What is required:
Copy every entry exactly.

[Records from a dataset]

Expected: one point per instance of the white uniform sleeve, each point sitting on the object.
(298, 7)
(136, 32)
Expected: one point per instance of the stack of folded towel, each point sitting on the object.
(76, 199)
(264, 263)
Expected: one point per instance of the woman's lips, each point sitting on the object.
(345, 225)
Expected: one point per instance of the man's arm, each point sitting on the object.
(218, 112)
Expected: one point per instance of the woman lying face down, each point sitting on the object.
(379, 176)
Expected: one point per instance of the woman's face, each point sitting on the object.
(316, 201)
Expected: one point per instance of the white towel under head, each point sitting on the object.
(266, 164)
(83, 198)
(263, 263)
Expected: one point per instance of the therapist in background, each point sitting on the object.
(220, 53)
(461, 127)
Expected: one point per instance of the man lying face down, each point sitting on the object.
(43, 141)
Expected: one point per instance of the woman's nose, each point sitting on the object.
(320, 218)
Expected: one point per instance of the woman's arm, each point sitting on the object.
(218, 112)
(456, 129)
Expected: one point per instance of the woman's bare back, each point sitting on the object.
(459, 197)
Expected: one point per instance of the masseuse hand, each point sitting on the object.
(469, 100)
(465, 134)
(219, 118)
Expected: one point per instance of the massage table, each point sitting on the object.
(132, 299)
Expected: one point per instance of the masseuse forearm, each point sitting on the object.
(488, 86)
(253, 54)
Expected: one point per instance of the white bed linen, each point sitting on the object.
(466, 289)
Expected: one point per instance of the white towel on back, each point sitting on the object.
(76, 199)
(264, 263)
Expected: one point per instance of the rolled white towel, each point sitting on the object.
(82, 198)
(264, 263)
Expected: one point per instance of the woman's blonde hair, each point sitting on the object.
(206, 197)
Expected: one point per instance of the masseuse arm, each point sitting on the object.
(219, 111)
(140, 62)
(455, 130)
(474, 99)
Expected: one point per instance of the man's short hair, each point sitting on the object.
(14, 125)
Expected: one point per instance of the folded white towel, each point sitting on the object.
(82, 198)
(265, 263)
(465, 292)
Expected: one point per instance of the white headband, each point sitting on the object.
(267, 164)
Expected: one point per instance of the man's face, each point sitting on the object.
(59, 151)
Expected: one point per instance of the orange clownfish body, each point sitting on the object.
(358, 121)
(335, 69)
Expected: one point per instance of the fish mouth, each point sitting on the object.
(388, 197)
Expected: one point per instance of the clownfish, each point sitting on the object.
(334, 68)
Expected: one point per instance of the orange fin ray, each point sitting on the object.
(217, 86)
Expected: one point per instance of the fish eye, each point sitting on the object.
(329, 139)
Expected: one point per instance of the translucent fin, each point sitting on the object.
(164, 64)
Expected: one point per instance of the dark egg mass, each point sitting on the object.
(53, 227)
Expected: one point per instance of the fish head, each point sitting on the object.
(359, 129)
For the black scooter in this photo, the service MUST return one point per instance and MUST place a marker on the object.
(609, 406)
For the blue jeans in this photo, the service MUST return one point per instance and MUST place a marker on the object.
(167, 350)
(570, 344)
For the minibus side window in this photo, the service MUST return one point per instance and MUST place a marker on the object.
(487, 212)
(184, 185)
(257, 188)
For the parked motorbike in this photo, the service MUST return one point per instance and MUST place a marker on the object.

Written solution:
Expected: one point per instance of the white uniform sleeve, each point sitting on the object.
(298, 7)
(136, 32)
Expected: one point per instance of the stack of folded towel, each point sitting on the object.
(76, 199)
(264, 263)
Expected: one point per instance of the woman's lips, each point sitting on the object.
(345, 225)
Expected: one point per instance of the man's arm, each point sitting on the object.
(218, 112)
Expected: one point per instance of the woman lying face down, each point sitting on the object.
(379, 176)
Expected: one point per instance of the woman's face, each point sitting on the object.
(316, 201)
Expected: one point per instance of the white towel under head, each point sitting on the object.
(266, 164)
(83, 198)
(263, 263)
Expected: one point per instance of the therapist in background, each point sitting on the object.
(220, 53)
(461, 127)
Expected: one point per instance of the man lying face down, each point sitting on the object.
(43, 141)
Expected: one point per instance of the woman's nose, each point sitting on the object.
(320, 218)
Expected: one point per instance of the woman's arm, each point sitting on the object.
(218, 112)
(456, 129)
Expected: one point per instance of the woman's bare back, each point sitting on the object.
(459, 197)
Expected: one point per instance of the masseuse hand, each point sitting on the object.
(469, 100)
(465, 134)
(219, 118)
Expected: one point per instance of the massage table, each point sitting on the object.
(132, 299)
Expected: one point per instance of the masseuse forearm, each point sitting on the object.
(488, 86)
(253, 54)
Expected: one point per instance of the white bed linen, each point sitting on the object.
(466, 289)
Expected: one point per instance of the white towel on back, each point sitting on the object.
(76, 199)
(264, 263)
Expected: one point per instance of the rolled white towel, each point sitting on the object.
(82, 198)
(264, 263)
Expected: one point per instance of the woman's blonde hair, each point sitting on the object.
(206, 197)
Expected: one point per instance of the masseuse arm, each point sitting on the object.
(219, 111)
(140, 62)
(455, 130)
(474, 99)
Expected: one point per instance of the man's short hair, each point sitting on the object.
(14, 125)
Expected: one point per instance of the folded white towel, each point sitting on the object.
(82, 198)
(265, 263)
(465, 292)
Expected: one point per instance of the white headband, each point sitting on the object.
(267, 164)
Expected: one point per instance of the man's face, each point sitting on the object.
(59, 151)
Expected: one point per instance of the orange clownfish body, each point sitting on the object.
(358, 121)
(335, 69)
Expected: one point per instance of the fish mouth, each point sitting on the object.
(388, 197)
Expected: one point per instance of the clownfish, each point sitting on the object.
(334, 68)
Expected: one point per instance of the orange fin ray, each point sitting on the object.
(217, 86)
Expected: one point per instance of the fish eye, each point sitting on the object.
(329, 139)
Expected: one point per instance of the translucent fin, each point sitting on the object.
(164, 64)
Expected: one point per instance of the dark egg mass, each point sitting on the object.
(53, 227)
Expected: one point per instance of the fish head, each point sitting on the object.
(359, 129)
For the black scooter in this photo, the service MUST return one point per instance and MUST place a marker on the object.
(609, 406)
For the blue jeans in this photo, the service MUST return one point per instance and MUST place a marker on the object.
(167, 350)
(570, 344)
For the minibus side window in this photo, the service MUST return one point per instance and MUST place a marker on the object.
(487, 212)
(184, 185)
(257, 188)
For the parked motorbike in this photo, the service MUST return one point per instance and MUST place a marker on the object.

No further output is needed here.